◆ **Source document**
-------------------------

Subsistence farming dominates by number of holdings, with intensive use of small plots; commercial farming (plantations, the Punjab grain belt) is market-oriented. Intercropping and mixed cropping spread risk. Cropping intensity (how many crops a field carries a year) is highest in the irrigated north-west. Shifting cultivation, called jhum, persists in the north-eastern hills, where a plot is cleared, burned, cropped and then left to fallow.
Indian agriculture carries a few structural features the exam touches: small and fragmented holdings (the average holding is barely over a hectare and falling), a high share of the workforce on the land but a far smaller share of national income from it (disguised unemployment), dependence on the monsoon (only part of the cropped area is irrigated), and a heavy reliance on the minimum support price and procurement for a handful of crops, chiefly wheat and rice. Land-reform measures (abolition of intermediaries, tenancy reform, land ceilings, consolidation of holdings) and institutional credit, cooperatives and crop insurance are the policy responses.

-------------------------

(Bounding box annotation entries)
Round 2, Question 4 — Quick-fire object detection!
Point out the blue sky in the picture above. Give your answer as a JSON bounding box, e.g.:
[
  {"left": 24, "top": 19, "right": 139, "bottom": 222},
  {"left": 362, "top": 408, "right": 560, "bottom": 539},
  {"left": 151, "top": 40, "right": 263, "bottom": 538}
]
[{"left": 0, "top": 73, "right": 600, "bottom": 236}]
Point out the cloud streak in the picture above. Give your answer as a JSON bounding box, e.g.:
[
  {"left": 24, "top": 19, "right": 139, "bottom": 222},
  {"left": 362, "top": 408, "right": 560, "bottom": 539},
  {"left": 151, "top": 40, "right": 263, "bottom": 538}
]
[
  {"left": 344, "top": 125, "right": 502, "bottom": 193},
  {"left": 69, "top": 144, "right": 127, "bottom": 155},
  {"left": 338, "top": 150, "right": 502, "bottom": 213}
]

-------------------------

◆ **Requirement 1**
Print, word for word, the stretch of the passage on Indian agriculture from "Subsistence farming dominates" through "left to fallow.".
◆ **Requirement 2**
Arrange every line of the records as a JSON list of strings, one string per line, omitting any blank lines.

◆ **Exercise answer 1**
Subsistence farming dominates by number of holdings, with intensive use of small plots; commercial farming (plantations, the Punjab grain belt) is market-oriented. Intercropping and mixed cropping spread risk. Cropping intensity (how many crops a field carries a year) is highest in the irrigated north-west. Shifting cultivation, called jhum, persists in the north-eastern hills, where a plot is cleared, burned, cropped and then left to fallow.

◆ **Exercise answer 2**
[
  "Round 2, Question 4 — Quick-fire object detection!",
  "Point out the blue sky in the picture above. Give your answer as a JSON bounding box, e.g.:",
  "[",
  "  {\"left\": 24, \"top\": 19, \"right\": 139, \"bottom\": 222},",
  "  {\"left\": 362, \"top\": 408, \"right\": 560, \"bottom\": 539},",
  "  {\"left\": 151, \"top\": 40, \"right\": 263, \"bottom\": 538}",
  "]",
  "[{\"left\": 0, \"top\": 73, \"right\": 600, \"bottom\": 236}]",
  "Point out the cloud streak in the picture above. Give your answer as a JSON bounding box, e.g.:",
  "[",
  "  {\"left\": 24, \"top\": 19, \"right\": 139, \"bottom\": 222},",
  "  {\"left\": 362, \"top\": 408, \"right\": 560, \"bottom\": 539},",
  "  {\"left\": 151, \"top\": 40, \"right\": 263, \"bottom\": 538}",
  "]",
  "[",
  "  {\"left\": 344, \"top\": 125, \"right\": 502, \"bottom\": 193},",
  "  {\"left\": 69, \"top\": 144, \"right\": 127, \"bottom\": 155},",
  "  {\"left\": 338, \"top\": 150, \"right\": 502, \"bottom\": 213}",
  "]"
]